_原文_

* * * * *

しかし今回またベントという言葉を耳にして
もう少しベントについて勉強しようと思った。
ネットで検索してかつて東芝で原子炉の設計に携わっておられた
後藤政志さんが技術者の視点から「1号機のベント失敗」について
詳しく解説をされているものを見つけた。
専門的な内容で詳しく述べられているので一読してほしい。

http://abc.pwkyoto.com/?eid=239

この中で後藤さんが問題とされているのが過酷事故対策への考え方だ。
私たちは今回のような大きな災害や事故の時の対策として
ベントをする機能が備わっているという風に理解していたが
実は「過酷事故というのは起こりえないという前提で
取りあえずつけておけばいいという程度の対策であった」
というのが現実だったということ。
後藤さんの主張はそもそもベントしなければならないということ
自体が根本的な誤りだということが大前提になっている。
つまり基本は何が起きても放射能を格納容器内に閉じ込めておける
それがあるべき姿ということだ。
しかし現実にはその基本が崩れる過酷事故が起きた。

その先の対策というのは「あり得ない」という前提で
AがダメならB,BがダメならCというような
単一故障基準すら適用されていなかった。
それは何故か。起こりえる全てのケースをシュミレーションして
対策を講じた原子炉などというものはおそらく
まったく採算が取れないようなものになるからだ。

更にどうしてもベントが必要になった場合に備えて
蒸気から放射性物質を除去するフィルターを設置するのは
現在では国際常識となっているらしいがこの点に関しても

「国内の沸騰水型原発ではベント配管にフィルターは付いておらず
東京電力福島第1原発事故では、放射性物質が広く拡散した。保安院は
「深刻な事故を想定していなかったからで、問題だった」と認めた。高
圧蒸気に耐えるフィルターは大掛かりでコストがかかり、技術的にも難
しいが、経済産業省原子力安全・保安院が、蒸気から放射性物質を除去
するフィルターの設置を義務付ける検討を始めたことが11日までの保
安院への取材で分かった」

* * * * *

_データセットの行_

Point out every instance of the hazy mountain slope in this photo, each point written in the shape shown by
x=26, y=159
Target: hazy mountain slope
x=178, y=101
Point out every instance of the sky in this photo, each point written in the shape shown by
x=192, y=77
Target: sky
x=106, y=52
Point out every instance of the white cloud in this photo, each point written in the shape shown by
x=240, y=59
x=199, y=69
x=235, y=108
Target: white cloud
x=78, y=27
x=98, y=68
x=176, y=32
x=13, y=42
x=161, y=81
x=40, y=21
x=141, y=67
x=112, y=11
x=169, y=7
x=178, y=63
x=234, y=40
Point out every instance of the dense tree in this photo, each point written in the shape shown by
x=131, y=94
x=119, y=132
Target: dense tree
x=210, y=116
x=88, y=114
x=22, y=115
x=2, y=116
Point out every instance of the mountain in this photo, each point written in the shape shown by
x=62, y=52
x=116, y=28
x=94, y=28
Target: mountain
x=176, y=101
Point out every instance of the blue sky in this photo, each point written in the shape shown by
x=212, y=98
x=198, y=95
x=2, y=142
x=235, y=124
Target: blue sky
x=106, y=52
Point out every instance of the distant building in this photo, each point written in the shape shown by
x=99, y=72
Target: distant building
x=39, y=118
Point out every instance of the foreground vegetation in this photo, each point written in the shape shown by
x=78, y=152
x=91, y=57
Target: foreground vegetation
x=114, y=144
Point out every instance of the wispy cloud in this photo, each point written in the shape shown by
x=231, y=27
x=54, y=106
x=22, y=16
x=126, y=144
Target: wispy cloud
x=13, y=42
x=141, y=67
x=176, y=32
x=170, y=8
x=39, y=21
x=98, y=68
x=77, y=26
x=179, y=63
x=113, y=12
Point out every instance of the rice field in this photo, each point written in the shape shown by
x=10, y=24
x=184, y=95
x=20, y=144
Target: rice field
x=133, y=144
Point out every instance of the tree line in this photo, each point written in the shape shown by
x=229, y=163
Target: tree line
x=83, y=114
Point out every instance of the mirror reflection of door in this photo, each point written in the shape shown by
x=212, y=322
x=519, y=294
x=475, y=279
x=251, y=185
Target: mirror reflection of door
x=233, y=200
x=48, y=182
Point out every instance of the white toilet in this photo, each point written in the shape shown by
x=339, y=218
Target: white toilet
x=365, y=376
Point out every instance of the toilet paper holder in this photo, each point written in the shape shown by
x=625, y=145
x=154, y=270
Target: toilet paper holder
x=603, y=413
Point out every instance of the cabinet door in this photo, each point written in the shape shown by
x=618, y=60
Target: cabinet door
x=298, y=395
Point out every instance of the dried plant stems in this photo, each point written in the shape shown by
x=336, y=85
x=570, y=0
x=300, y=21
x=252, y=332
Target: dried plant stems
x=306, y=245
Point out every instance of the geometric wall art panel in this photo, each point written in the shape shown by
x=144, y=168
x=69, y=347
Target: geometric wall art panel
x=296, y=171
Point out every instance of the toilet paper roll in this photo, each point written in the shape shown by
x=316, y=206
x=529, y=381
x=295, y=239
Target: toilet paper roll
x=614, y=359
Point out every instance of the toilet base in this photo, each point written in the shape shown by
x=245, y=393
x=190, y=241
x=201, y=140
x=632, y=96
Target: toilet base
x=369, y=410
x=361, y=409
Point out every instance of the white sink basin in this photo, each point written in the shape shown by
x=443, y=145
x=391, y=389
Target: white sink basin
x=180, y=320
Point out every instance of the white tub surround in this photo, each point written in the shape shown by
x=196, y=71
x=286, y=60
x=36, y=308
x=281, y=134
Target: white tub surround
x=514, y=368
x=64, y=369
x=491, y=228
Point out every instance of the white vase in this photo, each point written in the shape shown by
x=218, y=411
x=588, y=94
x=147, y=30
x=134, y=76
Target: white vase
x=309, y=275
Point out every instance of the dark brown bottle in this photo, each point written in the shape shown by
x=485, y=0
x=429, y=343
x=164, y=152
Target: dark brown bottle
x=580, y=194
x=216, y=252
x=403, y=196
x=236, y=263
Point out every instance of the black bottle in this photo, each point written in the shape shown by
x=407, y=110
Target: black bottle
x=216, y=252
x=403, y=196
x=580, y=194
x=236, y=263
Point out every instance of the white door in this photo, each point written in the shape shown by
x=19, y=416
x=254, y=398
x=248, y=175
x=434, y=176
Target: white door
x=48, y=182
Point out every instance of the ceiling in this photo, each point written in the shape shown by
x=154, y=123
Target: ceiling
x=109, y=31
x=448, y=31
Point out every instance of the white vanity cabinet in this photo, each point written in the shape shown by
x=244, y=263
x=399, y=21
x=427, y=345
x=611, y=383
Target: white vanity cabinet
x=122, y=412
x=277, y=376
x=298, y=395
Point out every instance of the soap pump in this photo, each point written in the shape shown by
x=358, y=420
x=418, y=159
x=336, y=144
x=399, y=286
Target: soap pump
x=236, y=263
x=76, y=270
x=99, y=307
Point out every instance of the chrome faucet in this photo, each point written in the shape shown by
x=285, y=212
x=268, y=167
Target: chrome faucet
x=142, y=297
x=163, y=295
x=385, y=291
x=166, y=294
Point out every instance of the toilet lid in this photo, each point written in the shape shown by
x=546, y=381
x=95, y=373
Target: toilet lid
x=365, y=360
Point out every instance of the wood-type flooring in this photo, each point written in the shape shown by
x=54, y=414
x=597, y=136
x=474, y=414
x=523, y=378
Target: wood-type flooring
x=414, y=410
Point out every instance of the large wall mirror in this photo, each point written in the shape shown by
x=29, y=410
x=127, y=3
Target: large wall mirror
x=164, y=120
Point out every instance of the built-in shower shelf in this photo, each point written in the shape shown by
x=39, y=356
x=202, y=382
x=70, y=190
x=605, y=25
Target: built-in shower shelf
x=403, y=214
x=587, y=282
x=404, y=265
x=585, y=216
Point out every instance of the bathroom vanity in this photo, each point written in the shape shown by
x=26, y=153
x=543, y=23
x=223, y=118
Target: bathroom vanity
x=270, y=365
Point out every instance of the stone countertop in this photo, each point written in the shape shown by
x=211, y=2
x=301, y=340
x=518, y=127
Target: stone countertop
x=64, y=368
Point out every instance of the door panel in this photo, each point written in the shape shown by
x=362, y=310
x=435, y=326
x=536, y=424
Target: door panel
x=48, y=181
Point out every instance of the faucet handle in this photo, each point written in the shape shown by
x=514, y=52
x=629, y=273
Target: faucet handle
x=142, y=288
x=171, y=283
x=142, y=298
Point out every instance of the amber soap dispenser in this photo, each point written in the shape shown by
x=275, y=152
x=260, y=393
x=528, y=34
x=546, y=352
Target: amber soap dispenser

* * * * *

_出題内容_
原発のベントについての文章を、最後の文のあとから書き継いでもらえますか。 このデータは使わなくてかまいません。

_この課題の回答_
これが6月の時点での話。このフィルターの設置に関しても過酷事故
を想定していなかったことやコスト最優先の体質がうかがえる。

「脱原発」にせよ「原発容認」にせよ自分の考え方をまとめていく上で
まずいろいろなことをちゃんと理解することが大切だと思う。
自分で選択したことに自分で責任を取るためにも
ムードに流されたり他人の意見をうのみにせず
自分の人生の残りの時間が許す限り
やはり少しずつ勉強を続けていきたいと思う。

福島原発で高濃度の放射能というニュース

2011-08-02 08:09:15 | 原発事故
昨日福島原発1号機と2号機の間の排気塔付近で
1時間あたり1万ミリシーベルト以上という極めて高い放射線量が
測定されたというニュースが流れた。1万ミリシーベルト
(10シーベルト/h)という値は、20分ほど浴び続けると
半数の人が死亡する放射線量で、これまで1号機の原子炉建屋
の中で測定された4000ミリシーベルトを超える、事故後最も
高い値だという。

このところ政府や東電は、原子炉や使用済み燃料プールの循環冷却が
ほぼ予定通りに進んでいて、事態は収束に向かっているという
ニュアンスの報道を続けていたところにこのニュース。
「東電は、事故直後に行われた1号機からのベントによって出た物質
が残っている可能性もあるとしながらも、詳しい原因についてはさ
らに調査が必要」と発表した。

事故後やがて五ヶ月になろうとしているのに、なぜ今また
こういう事態が報じられるのか。こと原子力に関係することは
一体どこまで事実が報道されているのか。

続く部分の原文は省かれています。